> What you are asked to do
Tally the lines in the records below that contain the word "hair", treating case as significant, and give only the number.

> Records provided
— start —

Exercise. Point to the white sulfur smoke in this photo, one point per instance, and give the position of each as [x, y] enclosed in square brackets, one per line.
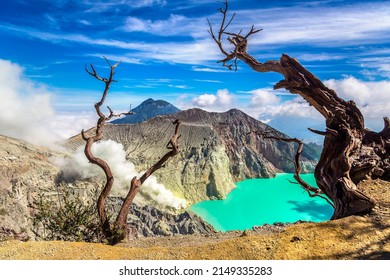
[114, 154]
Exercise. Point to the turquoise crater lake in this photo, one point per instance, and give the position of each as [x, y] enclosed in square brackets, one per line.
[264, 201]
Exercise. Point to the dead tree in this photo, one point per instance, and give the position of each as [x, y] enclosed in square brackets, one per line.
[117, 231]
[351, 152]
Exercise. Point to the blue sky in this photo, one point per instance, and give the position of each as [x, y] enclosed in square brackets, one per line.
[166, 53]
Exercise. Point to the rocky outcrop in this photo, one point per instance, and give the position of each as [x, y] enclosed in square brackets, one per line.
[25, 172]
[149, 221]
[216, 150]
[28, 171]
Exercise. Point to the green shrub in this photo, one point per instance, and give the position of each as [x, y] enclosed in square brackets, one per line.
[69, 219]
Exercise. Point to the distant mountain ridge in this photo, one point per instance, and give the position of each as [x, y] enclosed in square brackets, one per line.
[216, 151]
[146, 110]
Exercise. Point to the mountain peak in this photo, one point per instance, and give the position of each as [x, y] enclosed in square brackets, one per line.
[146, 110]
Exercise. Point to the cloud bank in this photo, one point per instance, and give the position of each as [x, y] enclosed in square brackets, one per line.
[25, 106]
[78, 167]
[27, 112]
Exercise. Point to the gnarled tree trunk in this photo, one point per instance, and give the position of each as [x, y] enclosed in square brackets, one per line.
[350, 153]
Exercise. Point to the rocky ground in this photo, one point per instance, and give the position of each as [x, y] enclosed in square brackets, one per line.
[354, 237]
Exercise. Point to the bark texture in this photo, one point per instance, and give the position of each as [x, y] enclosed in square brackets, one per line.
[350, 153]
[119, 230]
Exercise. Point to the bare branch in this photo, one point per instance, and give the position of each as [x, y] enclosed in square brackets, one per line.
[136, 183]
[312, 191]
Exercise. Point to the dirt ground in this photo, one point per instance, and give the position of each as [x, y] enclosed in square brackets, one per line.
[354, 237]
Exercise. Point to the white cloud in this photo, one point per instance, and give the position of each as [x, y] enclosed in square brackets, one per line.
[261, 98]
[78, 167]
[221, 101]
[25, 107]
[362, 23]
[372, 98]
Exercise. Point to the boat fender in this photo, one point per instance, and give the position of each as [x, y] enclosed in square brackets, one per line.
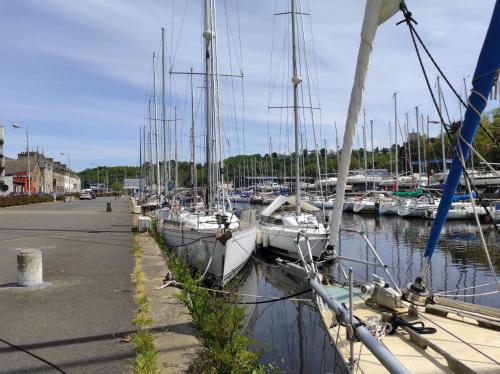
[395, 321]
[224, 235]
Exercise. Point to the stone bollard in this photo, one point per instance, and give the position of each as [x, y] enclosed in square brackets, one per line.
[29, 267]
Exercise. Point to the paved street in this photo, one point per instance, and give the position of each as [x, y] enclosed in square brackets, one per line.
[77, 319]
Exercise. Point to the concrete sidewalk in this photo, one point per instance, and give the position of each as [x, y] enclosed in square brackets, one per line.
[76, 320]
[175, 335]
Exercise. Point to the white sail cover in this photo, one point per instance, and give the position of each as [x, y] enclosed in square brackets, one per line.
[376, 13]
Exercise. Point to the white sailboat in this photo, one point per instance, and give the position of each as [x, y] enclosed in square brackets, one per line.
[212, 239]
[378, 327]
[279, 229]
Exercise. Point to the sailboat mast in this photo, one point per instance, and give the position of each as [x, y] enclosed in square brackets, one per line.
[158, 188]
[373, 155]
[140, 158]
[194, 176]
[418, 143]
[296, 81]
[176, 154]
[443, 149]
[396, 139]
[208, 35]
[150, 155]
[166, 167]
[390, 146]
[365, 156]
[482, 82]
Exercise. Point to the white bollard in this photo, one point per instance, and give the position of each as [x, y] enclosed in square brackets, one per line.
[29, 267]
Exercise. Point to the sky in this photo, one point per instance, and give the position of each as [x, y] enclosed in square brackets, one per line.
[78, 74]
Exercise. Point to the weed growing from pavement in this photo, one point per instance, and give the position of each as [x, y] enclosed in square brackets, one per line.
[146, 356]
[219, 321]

— end —
— start —

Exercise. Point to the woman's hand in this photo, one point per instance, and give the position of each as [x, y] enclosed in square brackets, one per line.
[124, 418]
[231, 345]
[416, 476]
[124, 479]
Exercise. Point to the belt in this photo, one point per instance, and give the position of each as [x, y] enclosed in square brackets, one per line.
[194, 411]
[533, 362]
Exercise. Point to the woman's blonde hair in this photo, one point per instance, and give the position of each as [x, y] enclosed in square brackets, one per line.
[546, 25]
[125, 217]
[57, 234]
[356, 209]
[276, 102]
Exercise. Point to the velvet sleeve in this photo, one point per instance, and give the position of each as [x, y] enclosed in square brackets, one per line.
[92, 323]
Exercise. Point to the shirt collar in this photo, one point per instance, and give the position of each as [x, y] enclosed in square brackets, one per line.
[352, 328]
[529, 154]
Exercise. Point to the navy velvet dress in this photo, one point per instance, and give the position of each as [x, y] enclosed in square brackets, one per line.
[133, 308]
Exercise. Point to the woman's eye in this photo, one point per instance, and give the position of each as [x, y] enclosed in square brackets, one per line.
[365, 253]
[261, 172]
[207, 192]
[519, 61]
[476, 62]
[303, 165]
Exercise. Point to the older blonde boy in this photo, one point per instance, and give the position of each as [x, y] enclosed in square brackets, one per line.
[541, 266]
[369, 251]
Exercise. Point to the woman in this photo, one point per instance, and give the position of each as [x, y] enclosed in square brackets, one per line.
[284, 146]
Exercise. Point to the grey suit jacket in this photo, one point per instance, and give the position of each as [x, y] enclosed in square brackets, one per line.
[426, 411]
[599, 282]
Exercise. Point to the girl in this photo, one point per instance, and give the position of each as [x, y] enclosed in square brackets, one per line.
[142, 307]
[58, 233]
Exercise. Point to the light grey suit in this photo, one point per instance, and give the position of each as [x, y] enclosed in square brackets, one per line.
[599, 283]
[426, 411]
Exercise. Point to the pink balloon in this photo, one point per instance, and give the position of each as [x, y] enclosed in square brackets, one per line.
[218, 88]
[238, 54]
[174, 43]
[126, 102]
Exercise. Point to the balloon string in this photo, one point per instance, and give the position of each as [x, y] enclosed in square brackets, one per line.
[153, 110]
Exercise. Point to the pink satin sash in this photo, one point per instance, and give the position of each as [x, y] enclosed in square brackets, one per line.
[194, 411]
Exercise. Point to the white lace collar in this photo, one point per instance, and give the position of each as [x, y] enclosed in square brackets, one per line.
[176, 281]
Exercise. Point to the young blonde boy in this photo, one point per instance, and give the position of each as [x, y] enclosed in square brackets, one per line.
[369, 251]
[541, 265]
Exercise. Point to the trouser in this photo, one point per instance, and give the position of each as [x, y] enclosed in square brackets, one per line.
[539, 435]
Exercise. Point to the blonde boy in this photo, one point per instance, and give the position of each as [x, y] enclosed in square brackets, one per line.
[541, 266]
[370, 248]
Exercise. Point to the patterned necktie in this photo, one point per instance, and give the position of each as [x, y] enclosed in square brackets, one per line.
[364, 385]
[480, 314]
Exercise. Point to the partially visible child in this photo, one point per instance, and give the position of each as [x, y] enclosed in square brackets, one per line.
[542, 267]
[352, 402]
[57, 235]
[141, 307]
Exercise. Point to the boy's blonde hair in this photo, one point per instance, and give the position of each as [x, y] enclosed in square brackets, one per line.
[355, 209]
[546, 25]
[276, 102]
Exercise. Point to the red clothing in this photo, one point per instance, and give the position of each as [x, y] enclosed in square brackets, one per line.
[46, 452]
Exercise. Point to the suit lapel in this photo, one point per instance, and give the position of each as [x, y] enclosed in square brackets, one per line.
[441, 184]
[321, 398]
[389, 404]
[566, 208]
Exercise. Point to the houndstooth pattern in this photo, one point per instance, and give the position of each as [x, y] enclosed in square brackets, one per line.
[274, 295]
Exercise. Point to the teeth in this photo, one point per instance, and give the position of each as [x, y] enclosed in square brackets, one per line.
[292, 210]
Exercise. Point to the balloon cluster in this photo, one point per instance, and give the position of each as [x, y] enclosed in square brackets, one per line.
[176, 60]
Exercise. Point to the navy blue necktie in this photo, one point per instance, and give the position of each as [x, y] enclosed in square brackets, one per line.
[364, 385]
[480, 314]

— end —

> Written answer
2